# Source passage
[Start of section]
What should have been a day of fun and laughter turned deadly for an Ohio teenager who was visiting the U.S. National Whitewater Center in Charlotte, North Carolina in 2016. Lauren Seitz was whitewater rafting at the recreational facility when her raft overturned. While in the water she was exposed to a rare and deadly amoeba, Naegleria fowleri, which was growing in the manmade river.
She returned home, feeling sick. Just 11 days later, she died from a brain infection caused by the amoeba. After this tragic incident, the Centers for Disease Control and Prevention (CDC) took samples of the water, and it tested positive for Naegleria fowleri. These findings were deemed significant, as this amoeba had not been found in this particular environment before. The CDC claimed dirt and debris in the water hindered the sanitation process, allowing the amoeba to flourish.
Seitz’s family is suing the U.S. National Whitewater Center and its builder, Recreation Engineering and Planning Inc., in a wrongful death lawsuit. The family claims these parties were reckless and grossly negligent in their care and upkeep for the park, and should be held liable as such.
A lawsuit of this fashion begs the question: What responsibilities to recreational centers, amusement parks and other premises have when their patrons get injured?
The Basics of Premises Liability
Legal responsibilities regarding a patron’s safety falls under premises liability laws. Essentially, premises liability means property owners have certain duties for anyone who enters their property. However, the extent of that responsibility greatly varies, depending on the type of visitor. Additionally these laws may vary from state to state.
There are three broad categories of visitors: Invitees, licensees and trespassers. Invitees are the most common type of visitor to commercial properties and businesses. In the case of a visitor of an amusement park, the visitor has bought a ticket and is legally allowed on the property. A licensee is different, in that they are allowed to be on the property, but weren’t necessarily invited; this classification is almost never used when it comes to amusement parks or businesses in general. Finally, there are trespassers, who are obviously on the property without permission.
Regardless of the type of visitor, business owners have a “duty of care” for their customers. Even a trespasser is owed a minimal duty of care, which means property owners have to at least avoid causing intentional, unnecessary harm. The duty of care for invitees is much more stringent.
[End of section]
# Input data
[Start of section]
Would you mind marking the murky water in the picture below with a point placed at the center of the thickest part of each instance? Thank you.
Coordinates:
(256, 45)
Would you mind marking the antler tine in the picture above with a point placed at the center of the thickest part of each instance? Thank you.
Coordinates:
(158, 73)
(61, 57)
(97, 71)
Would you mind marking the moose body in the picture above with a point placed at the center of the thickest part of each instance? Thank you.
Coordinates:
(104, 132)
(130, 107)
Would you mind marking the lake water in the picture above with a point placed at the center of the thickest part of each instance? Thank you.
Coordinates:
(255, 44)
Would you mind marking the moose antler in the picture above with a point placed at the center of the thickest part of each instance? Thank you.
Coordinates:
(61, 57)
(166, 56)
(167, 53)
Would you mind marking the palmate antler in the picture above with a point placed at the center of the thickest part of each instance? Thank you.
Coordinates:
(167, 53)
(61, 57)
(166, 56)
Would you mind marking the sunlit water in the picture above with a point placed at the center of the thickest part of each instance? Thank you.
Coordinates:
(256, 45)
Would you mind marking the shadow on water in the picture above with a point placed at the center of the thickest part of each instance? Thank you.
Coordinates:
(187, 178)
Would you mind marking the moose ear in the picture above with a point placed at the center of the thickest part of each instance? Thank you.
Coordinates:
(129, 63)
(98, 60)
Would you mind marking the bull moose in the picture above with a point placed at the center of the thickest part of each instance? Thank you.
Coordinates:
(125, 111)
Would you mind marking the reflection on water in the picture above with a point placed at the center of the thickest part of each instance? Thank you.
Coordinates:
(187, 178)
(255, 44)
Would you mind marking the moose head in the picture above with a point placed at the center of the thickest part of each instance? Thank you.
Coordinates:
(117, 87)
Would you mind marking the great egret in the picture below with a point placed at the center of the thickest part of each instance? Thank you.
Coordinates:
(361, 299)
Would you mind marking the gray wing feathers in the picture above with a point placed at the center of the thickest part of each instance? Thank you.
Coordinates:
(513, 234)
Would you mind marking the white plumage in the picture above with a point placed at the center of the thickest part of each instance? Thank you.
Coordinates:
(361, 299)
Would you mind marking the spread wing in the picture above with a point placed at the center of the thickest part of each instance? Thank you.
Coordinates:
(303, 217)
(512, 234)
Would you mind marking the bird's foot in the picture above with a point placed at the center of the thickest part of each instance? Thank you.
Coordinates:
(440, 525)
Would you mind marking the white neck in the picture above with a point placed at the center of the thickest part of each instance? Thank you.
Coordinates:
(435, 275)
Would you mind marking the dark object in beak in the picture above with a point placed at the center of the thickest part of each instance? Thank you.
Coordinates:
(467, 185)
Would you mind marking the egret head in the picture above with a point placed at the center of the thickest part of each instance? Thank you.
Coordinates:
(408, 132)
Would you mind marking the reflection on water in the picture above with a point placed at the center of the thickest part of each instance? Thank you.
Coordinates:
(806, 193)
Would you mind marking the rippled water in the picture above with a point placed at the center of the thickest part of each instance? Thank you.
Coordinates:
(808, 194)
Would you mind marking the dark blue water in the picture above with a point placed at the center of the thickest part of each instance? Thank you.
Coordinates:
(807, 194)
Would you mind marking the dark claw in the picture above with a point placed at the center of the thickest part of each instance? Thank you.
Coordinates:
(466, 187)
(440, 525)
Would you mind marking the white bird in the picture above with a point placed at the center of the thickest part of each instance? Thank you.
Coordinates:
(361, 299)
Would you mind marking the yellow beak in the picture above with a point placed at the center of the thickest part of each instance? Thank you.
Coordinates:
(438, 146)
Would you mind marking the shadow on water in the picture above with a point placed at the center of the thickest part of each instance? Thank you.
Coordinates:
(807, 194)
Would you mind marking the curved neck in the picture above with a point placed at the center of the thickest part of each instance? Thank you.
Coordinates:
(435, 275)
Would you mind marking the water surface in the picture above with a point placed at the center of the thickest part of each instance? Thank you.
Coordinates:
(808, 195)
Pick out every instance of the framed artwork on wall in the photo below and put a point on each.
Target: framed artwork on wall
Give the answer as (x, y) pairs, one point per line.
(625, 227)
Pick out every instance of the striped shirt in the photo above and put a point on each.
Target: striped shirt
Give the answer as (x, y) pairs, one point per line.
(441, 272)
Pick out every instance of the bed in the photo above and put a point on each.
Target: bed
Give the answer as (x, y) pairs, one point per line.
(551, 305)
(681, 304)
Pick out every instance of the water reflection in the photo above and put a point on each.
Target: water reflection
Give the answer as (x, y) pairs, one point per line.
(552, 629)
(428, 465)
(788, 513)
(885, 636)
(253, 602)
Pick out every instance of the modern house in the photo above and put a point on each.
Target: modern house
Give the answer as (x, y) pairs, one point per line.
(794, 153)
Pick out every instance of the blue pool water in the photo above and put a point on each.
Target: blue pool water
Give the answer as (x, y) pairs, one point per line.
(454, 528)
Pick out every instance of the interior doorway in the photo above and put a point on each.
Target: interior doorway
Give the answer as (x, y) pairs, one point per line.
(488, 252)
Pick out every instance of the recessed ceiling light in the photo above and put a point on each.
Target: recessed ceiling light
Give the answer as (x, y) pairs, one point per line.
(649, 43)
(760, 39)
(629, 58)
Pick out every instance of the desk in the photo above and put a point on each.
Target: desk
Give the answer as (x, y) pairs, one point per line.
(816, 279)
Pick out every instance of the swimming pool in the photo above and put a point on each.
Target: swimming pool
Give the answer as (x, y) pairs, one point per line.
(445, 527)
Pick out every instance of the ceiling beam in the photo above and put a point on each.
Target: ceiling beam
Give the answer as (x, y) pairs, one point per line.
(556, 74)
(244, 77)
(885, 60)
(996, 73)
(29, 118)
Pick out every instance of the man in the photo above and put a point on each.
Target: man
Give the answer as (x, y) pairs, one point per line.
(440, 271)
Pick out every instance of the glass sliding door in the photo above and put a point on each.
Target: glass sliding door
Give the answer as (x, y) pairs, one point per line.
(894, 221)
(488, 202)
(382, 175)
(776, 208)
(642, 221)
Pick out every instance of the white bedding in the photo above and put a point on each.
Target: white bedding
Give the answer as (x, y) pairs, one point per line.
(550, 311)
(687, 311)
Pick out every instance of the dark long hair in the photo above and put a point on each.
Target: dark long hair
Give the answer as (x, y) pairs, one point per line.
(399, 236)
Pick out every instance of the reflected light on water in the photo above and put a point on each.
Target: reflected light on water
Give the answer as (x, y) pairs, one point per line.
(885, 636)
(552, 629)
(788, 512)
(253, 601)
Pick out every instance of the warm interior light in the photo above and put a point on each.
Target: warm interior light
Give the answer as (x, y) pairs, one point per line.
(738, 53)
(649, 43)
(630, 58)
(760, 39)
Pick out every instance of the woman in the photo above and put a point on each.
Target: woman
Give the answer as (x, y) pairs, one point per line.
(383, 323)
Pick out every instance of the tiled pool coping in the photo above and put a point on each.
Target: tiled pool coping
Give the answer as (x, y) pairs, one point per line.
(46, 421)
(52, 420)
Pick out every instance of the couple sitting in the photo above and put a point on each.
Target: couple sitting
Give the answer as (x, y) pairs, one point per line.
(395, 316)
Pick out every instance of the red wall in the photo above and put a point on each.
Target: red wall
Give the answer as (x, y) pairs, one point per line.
[End of section]
# Assignment
Summarize the text on premises liability in two sentences. Rely only on the text on premises liability, not on the records.

# Exercise result
After Ohio teenager Lauren Seitz died in 2016 from a brain infection caused by the amoeba Naegleria fowleri, which she was exposed to when her raft overturned at the U.S. National Whitewater Center, her family sued the center and its builder for wrongful death, claiming they were reckless and grossly negligent in their care and upkeep of the park. The case raises the question of what responsibilities such businesses have when patrons are injured, which is governed by premises liability laws that vary by state and by type of visitor (invitee, licensee, or trespasser), with owners owing every visitor some duty of care and invitees a much more stringent one.